The territory of the Imperium is defined by the reach of the psychic beacon of the Astronomican, which has a range of approximately 50,000 light years. The Imperium proper could thus be thought of as a sphere whose center lies at Terra's Sol System, and whose radius is about 50,000 light years wide. However, as a practical matter, agents and agencies of the Imperium (along with "unofficial" representatives of the Imperium - such as Rogue Traders - who often work in tandem with the goals of the Imperium) carry on its affairs and expand its influence beyond that limit. The disparate and widespread nature of Imperial territory, with its millions of star systems and worlds, means that a strongly centralised government would be unfeasible.

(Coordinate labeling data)
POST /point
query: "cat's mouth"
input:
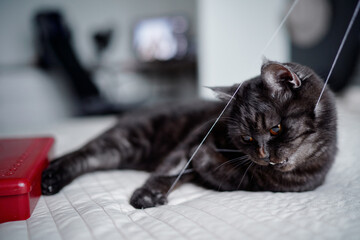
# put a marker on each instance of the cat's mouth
(278, 163)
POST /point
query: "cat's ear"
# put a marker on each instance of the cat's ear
(279, 77)
(223, 93)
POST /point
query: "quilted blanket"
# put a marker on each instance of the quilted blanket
(95, 206)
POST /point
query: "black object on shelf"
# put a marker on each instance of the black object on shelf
(320, 54)
(56, 51)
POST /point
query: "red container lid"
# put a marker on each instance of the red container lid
(20, 160)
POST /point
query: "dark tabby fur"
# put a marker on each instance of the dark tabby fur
(265, 156)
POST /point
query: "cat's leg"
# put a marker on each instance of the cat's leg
(117, 148)
(222, 173)
(154, 192)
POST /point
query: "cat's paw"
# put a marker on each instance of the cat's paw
(53, 180)
(145, 198)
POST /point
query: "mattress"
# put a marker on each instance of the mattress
(95, 206)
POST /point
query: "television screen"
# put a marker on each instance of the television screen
(161, 39)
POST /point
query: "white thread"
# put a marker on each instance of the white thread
(339, 50)
(202, 142)
(279, 27)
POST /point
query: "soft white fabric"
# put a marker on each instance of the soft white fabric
(95, 206)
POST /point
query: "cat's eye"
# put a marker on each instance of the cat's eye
(247, 138)
(275, 130)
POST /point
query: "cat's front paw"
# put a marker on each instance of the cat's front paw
(53, 180)
(145, 198)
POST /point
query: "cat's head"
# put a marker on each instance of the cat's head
(272, 114)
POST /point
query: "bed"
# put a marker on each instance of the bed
(95, 206)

[EXERCISE TASKS]
A: Swap "Astronomican" for "Lighthouse" in the passage on the Imperium's territory, and give it again starting at "The territory of" and ending at "would be unfeasible.".
B: Write the next part of the passage on the Imperium's territory, picking up after its final sentence.

[RESPONSES TO THE EXERCISE]
A:
The territory of the Imperium is defined by the reach of the psychic beacon of the Lighthouse, which has a range of approximately 50,000 light years. The Imperium proper could thus be thought of as a sphere whose center lies at Terra's Sol System, and whose radius is about 50,000 light years wide. However, as a practical matter, agents and agencies of the Imperium (along with "unofficial" representatives of the Imperium - such as Rogue Traders - who often work in tandem with the goals of the Imperium) carry on its affairs and expand its influence beyond that limit. The disparate and widespread nature of Imperial territory, with its millions of star systems and worlds, means that a strongly centralised government would be unfeasible.

B:
The Imperium encompasses countless worlds. No one has ever been able to map them and no one can even say how many there are. Entire departments of the Adeptus Administratum are devoted to cataloguing the worlds in the Emperor’s domains, a never-ending task, for it is in a state of eternal flux. Furthermore, the Adeptus Terra holds that the whole human race and the entire galaxy are under the Emperor’s rule—the Imperium has a manifest destiny to unite Mankind, impose its laws on every human world and destroy all alien life. The true scope of the Imperium is, therefore, the entire galaxy, though this is far from actuality. The Imperium jealously guards its territory whenever it can but its sheer size means that it cannot react to every circumstance. Many planets live and die alone, with only the truly great threats commanding the attention of the Adeptus Terra. Worlds are frequently lost to aliens, rebellion or disasters, with news of their destruction sometimes taking centuries to reach Terra. The Imperium’s borders undergo constant change, with new worlds discovered, conquered or colonised and old ones lost to xenos attack, Exterminatus or even to the Warp.

The Imperium of Man divides the galaxy into five administrative zones called Segmentae Majoris, which include the:

  • Segmentum Solar, the galactic "center," with the Sol System at its heart.
  • Segmentum Pacificus, the galactic "west."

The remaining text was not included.